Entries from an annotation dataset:
★ ★ ★

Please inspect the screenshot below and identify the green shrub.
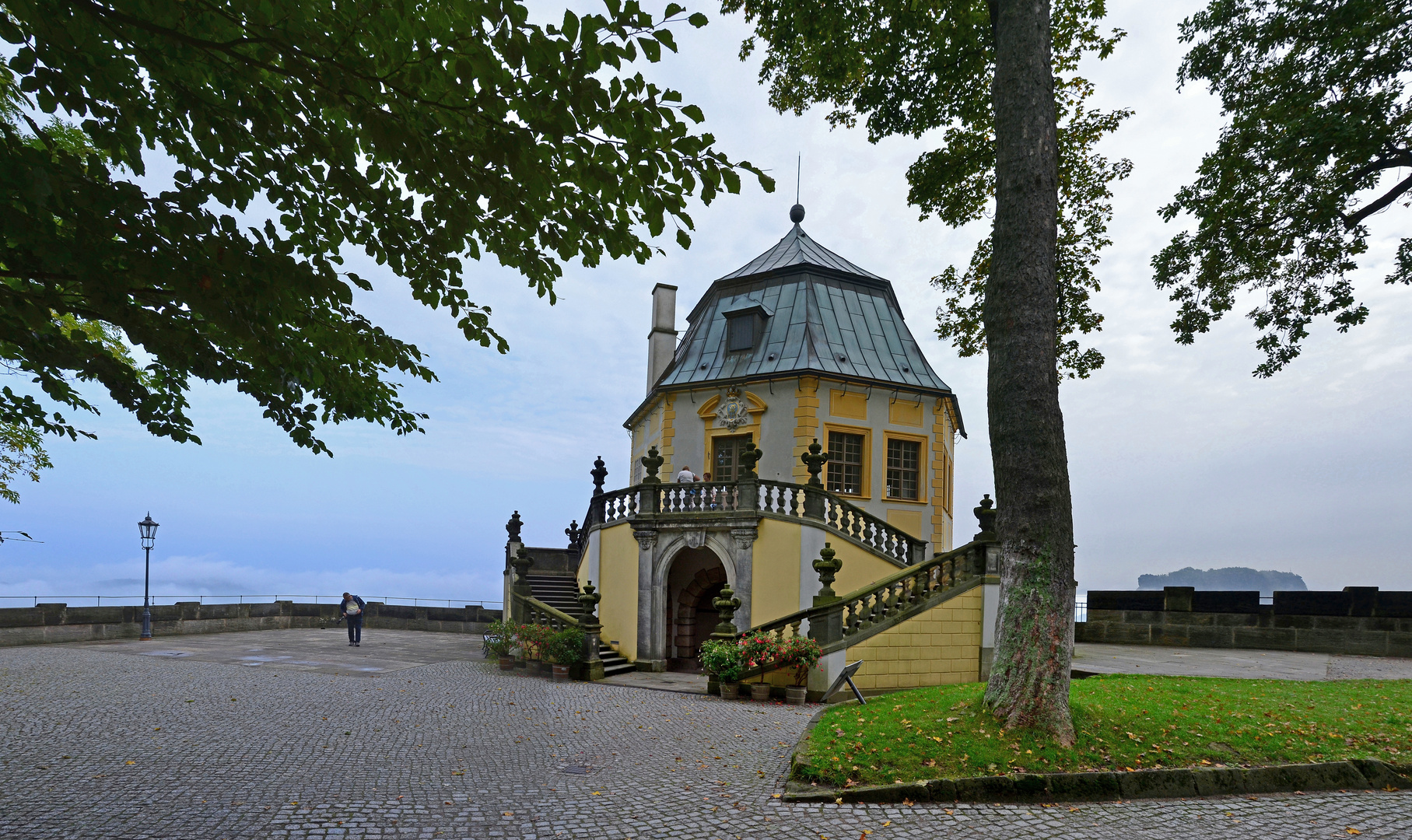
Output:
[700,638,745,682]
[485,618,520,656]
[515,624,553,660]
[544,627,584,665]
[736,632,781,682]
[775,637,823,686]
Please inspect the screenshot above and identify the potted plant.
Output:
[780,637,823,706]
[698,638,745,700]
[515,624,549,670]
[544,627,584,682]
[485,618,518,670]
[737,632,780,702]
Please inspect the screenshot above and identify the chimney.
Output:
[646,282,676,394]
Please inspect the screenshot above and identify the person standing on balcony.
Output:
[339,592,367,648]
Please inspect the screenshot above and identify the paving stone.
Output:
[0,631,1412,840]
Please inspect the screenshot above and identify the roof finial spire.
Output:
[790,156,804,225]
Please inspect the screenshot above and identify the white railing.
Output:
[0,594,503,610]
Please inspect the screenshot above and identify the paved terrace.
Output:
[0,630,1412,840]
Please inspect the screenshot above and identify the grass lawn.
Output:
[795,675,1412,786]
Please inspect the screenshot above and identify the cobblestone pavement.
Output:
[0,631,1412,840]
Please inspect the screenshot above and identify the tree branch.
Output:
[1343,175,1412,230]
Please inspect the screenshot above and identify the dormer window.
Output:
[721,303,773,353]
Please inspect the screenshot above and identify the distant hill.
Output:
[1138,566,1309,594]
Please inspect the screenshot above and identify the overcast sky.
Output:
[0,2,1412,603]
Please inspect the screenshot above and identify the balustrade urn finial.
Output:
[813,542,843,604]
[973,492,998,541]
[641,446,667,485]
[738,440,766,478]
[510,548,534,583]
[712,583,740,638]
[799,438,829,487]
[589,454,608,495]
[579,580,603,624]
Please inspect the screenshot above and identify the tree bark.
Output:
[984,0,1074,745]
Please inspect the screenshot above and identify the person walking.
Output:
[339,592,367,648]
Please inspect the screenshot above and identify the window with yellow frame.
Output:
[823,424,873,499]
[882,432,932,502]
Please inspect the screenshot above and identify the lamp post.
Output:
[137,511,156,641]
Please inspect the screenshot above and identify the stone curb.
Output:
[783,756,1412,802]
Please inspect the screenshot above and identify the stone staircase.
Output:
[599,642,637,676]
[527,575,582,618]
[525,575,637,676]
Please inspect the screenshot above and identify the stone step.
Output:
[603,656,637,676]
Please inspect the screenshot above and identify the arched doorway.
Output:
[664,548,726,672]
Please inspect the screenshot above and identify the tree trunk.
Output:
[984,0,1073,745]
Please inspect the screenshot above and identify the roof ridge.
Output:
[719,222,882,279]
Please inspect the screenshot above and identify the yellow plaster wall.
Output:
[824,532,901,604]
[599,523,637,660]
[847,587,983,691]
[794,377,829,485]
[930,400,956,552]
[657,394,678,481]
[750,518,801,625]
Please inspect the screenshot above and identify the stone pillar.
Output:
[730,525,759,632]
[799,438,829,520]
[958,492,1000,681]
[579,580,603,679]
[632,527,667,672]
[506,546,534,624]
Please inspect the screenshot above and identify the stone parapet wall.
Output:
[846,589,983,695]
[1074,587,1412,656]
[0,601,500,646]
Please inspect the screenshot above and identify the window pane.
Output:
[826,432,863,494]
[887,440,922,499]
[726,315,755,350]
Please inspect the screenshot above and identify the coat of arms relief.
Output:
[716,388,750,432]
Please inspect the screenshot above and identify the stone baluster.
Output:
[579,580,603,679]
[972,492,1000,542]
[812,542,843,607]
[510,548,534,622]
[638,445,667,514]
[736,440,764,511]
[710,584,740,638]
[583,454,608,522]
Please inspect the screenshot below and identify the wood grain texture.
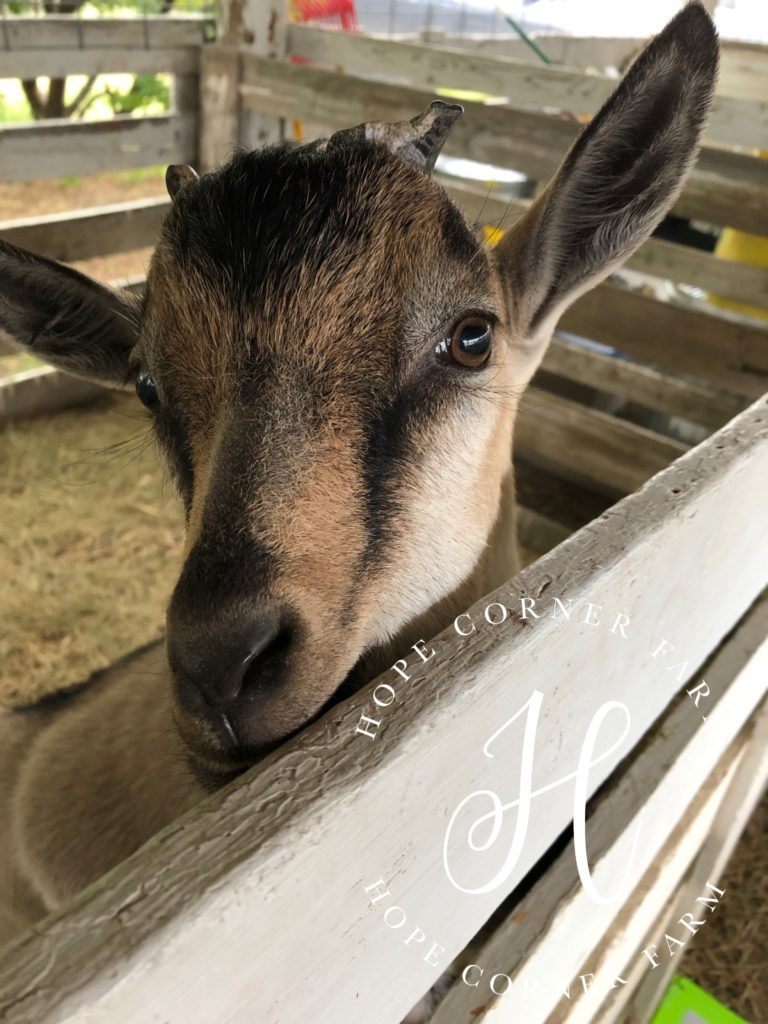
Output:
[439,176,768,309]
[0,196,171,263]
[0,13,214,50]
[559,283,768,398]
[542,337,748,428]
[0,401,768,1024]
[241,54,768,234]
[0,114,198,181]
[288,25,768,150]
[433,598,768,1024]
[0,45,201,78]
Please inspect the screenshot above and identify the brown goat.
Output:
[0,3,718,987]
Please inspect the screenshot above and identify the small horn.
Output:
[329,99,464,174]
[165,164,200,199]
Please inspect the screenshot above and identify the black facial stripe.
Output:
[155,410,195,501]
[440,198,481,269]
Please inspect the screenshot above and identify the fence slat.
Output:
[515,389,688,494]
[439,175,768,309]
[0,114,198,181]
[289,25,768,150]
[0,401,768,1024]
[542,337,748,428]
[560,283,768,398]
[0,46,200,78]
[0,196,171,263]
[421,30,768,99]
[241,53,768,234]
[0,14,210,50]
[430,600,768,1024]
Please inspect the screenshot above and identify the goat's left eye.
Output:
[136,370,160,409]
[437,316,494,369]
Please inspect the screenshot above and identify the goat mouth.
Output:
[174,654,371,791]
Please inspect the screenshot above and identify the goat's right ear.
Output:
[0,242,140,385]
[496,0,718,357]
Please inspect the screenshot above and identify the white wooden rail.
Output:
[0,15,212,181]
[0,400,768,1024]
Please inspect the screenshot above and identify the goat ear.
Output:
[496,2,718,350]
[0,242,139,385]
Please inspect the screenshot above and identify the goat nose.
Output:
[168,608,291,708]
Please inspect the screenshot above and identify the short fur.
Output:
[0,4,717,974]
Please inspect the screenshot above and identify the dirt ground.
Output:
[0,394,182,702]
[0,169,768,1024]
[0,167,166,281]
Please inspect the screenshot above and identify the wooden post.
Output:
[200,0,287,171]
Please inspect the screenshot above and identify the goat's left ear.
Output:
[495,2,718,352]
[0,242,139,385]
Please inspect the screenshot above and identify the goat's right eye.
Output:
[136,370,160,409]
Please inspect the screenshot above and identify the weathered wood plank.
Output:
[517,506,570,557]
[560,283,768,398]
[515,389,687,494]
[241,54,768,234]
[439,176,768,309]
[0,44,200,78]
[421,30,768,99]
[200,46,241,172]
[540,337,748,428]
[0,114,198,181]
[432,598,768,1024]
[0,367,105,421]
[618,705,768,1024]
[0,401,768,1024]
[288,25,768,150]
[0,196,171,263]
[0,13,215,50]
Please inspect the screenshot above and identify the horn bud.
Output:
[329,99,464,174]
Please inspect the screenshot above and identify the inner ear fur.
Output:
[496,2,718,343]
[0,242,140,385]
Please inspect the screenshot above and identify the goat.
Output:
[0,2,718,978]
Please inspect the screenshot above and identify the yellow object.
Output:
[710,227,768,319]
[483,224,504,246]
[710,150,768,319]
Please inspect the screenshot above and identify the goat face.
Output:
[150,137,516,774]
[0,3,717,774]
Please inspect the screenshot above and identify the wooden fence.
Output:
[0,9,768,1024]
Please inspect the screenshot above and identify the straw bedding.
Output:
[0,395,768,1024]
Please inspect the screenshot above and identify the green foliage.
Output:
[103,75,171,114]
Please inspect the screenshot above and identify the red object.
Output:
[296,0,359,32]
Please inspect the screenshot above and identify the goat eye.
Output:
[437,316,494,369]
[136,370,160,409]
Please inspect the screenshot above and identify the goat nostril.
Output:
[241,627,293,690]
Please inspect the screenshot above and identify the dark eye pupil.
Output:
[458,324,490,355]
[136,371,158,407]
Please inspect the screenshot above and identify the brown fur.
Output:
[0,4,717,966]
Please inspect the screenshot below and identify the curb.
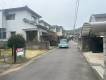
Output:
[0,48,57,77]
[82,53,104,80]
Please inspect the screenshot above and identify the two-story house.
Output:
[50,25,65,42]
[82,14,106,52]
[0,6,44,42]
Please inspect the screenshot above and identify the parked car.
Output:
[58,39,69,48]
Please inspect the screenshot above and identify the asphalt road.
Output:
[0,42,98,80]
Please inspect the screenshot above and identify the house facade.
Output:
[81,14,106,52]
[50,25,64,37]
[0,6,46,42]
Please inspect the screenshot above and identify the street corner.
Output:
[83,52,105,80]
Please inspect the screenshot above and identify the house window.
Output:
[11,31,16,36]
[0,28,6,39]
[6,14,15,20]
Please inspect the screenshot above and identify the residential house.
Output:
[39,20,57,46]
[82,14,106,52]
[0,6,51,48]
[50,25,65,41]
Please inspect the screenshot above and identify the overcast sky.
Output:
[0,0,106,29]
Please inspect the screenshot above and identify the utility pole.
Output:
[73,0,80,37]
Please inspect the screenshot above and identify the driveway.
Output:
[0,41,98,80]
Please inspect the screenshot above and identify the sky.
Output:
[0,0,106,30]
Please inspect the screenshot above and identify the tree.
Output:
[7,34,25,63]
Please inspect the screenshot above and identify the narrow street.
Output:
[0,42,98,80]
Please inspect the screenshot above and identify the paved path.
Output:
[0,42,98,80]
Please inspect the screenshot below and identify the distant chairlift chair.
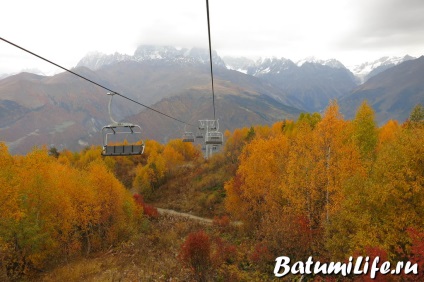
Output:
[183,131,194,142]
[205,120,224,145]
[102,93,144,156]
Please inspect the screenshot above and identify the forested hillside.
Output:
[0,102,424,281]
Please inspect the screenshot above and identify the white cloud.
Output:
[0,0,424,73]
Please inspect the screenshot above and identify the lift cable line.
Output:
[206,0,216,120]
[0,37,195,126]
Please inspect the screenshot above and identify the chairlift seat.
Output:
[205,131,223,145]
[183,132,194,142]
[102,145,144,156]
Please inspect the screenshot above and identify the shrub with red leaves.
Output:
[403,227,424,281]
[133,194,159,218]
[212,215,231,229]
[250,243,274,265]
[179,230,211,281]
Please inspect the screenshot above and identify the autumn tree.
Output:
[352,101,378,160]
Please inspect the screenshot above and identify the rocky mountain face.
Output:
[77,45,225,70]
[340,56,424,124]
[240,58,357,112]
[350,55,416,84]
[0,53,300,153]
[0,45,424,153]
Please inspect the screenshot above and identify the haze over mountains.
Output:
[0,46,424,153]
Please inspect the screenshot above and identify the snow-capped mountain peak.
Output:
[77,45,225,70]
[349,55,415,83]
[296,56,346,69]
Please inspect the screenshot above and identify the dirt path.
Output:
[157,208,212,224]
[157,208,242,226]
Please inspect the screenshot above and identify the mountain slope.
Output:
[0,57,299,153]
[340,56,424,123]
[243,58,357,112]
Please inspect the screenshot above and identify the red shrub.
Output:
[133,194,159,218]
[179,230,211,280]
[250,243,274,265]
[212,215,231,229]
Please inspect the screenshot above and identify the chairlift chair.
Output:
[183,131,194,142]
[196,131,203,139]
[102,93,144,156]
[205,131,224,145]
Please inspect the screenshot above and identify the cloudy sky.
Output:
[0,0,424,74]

★ ★ ★

Stated problem:
Put the data from its first line through the line containing "[790,156,804,225]" into a numbered list, skipping blank lines and leaving out the pictures.

Expected answer:
1. Please inspect the screenshot below and identify the green shrub.
2. Output:
3. [700,638,745,682]
4. [485,618,520,656]
5. [515,624,553,660]
6. [544,627,584,665]
7. [736,632,781,682]
8. [775,637,823,686]
9. Please inspect the screenshot above and identify the potted plant.
10. Output:
11. [780,637,823,706]
12. [698,638,745,700]
13. [515,624,549,670]
14. [544,627,584,682]
15. [485,618,518,670]
16. [737,632,780,702]
17. Please inspect the screenshot above and identify the chimney.
18. Output:
19. [646,282,676,394]
20. Please inspect the screenshot above and identify the person standing on balcony.
21. Output:
22. [339,592,367,648]
23. Please inspect the screenshot above and identify the paving stone.
24. Output:
25. [0,631,1412,840]
26. Please inspect the screenshot above and identify the roof finial spire.
27. Output:
28. [790,156,804,225]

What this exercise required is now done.